**Tarefas:**
a. No trecho selecionado, a que poeta se atribui o poema sobre o caranguejo?
b. Transcreva do trecho selecionado, sem nenhuma alteração, a passagem que começa em "O Brasil foi" e termina em "salas de visita.".

**Trecho selecionado:**
....

Já que o Alto Comando Militar insiste em chamar isso que aí está de
Revolução – sejamos generosos: aceitemos a classificação. Mas devemos
completá-la: é uma Revolução, sim, mas de caranguejos. Revolução que
anda para trás. Que ignora a época, a marcha da história, e tenta
regredir ao governo Dutra, ou mais longe ainda, aos tempos da Velha
República, quando a probidade dos velhacos era o esconderijo da
incompetência e do servilismo. Quando até os vasos de nossos sanitários,
as louças de nossos mictórios públicos tinham o consagrador made in
England.
O Brasil foi para a frente, ganhou campeonatos do mundo, firmou uma
presença industrial, subiu ao plano internacional – mas tudo isso é
fruto do comunismo: há de regredir aos tempos da Baronesa, Leopoldina
Railway, das tesourinhas Sollingen, do retrato do Santo Padre concedendo
indulgências plenárias pendurado nas salas de visita.
Lembro o poema de Apollinaire sobre o caranguejo: “recuamos,
recuamos”. E a sensação que predomina no País é esta: um recuo
humilhante que deverá ser varrido muito mais cedo do que os medrosos e
os imbecis pensam. Não se podia esperar caráter e patriotismo dos
políticos: são coisas que a estrutura de um político não pode possuir,
assim como a estrutura do concreto armado não pode possuir bolsões de
ar. Mas dos militares – não há como negar, sente-se patriotismo e algum
caráter. Um patriotismo adjetivado, sem substantivos, que se masturba
com os gloriosos feitos históricos, feitos cada vez mais discutíveis. Um
patriotismo estéril, que não leva a nada, que não constrói nada: lembro
a patriotada do marechal Osvino mandando que os postos de gasolina
hasteassem a bandeira nacional. É quase uma anedota, mas é típico da
espécie deste patriotismo que rege nossas Forças Armadas.
Com algum caráter e algum patriotismo, é possível que os próprios
militares compreendam o mau passo que estão dando, desmoralizando o
Brasil perante o mundo inteiro, e, o que é pior, destruindo o que de
melhor temos como Nação, e como povo: a vergonha.
Não se compreende que os militares, hoje no poder, em nome da ordem
queiram impor tamanho retrocesso. Estúpida concepçã da ordem essa, a de
que a ordem se basta a si mesma. A ordem só é válida quando conduz a
alguma coisa: ordo ducit. Mas a ordem que os militares desejam é uma
ordem calhorda, feita de regulamentos disciplinares do Exército e de
estagnação moral e material.

....

**Entradas fornecidas:**

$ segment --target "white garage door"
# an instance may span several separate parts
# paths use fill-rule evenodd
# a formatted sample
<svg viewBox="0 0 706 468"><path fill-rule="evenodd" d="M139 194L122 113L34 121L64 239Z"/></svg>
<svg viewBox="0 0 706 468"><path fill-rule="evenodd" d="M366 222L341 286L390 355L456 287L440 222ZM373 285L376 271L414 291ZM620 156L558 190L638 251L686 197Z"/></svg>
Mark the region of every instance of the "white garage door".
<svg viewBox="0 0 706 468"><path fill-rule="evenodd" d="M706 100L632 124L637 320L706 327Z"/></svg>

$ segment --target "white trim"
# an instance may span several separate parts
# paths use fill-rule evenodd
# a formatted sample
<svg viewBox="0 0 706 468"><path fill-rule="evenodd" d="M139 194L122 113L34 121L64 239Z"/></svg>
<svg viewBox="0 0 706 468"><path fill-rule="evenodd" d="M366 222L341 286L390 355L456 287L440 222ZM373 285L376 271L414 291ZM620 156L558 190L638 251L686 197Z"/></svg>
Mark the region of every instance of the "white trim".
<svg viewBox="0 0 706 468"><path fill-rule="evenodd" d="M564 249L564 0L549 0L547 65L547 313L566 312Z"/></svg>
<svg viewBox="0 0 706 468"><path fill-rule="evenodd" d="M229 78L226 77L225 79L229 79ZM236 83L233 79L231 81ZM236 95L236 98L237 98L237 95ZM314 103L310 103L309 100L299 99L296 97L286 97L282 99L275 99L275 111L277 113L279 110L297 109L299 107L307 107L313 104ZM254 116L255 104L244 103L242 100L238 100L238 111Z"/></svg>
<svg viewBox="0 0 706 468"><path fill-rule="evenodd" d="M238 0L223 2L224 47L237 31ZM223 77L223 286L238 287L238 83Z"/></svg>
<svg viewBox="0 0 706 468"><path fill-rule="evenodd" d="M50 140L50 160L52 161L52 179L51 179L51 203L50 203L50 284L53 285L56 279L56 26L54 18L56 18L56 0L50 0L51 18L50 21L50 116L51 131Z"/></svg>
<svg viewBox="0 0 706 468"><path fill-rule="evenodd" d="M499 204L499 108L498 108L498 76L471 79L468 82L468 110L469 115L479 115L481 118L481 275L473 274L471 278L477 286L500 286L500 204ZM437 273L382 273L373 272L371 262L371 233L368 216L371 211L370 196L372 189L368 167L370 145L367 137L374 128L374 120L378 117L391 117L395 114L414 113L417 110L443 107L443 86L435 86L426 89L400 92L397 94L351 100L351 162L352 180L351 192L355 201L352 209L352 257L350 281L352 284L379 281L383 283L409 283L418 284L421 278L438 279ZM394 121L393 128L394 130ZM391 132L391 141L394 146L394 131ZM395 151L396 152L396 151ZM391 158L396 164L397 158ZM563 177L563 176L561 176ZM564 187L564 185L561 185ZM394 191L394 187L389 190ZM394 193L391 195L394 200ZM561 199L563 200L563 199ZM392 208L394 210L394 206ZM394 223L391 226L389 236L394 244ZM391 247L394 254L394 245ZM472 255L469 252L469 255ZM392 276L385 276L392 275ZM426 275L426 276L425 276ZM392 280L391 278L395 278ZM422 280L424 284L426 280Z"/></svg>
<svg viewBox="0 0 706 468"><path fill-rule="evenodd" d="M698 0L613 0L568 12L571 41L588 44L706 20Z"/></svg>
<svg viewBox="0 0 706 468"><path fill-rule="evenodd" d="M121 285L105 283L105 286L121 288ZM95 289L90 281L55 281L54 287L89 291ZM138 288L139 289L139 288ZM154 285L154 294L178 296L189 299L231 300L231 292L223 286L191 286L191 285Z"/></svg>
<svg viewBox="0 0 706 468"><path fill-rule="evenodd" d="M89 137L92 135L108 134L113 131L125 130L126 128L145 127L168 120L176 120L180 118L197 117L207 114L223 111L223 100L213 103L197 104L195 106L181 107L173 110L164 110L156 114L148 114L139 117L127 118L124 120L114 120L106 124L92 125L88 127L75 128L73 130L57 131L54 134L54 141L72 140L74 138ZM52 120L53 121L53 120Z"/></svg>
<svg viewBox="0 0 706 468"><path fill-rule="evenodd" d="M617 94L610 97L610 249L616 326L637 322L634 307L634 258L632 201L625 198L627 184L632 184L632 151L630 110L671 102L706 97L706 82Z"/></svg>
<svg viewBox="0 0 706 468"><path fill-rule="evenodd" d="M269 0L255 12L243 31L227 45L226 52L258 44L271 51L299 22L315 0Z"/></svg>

....

**Respostas em ordem:**
a. A Apollinaire.

b.
O Brasil foi para a frente, ganhou campeonatos do mundo, firmou uma
presença industrial, subiu ao plano internacional – mas tudo isso é
fruto do comunismo: há de regredir aos tempos da Baronesa, Leopoldina
Railway, das tesourinhas Sollingen, do retrato do Santo Padre concedendo
indulgências plenárias pendurado nas salas de visita.